:: Material for this exercise

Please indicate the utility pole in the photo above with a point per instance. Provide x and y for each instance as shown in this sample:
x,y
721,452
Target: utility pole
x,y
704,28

::::

■ **Requirement**
Render all the rows above as a numbered list, leaving out any blank lines.

■ **Solved exercise**
1. Please indicate the utility pole in the photo above with a point per instance. Provide x and y for each instance as shown in this sample:
2. x,y
3. 721,452
4. Target: utility pole
5. x,y
6. 704,28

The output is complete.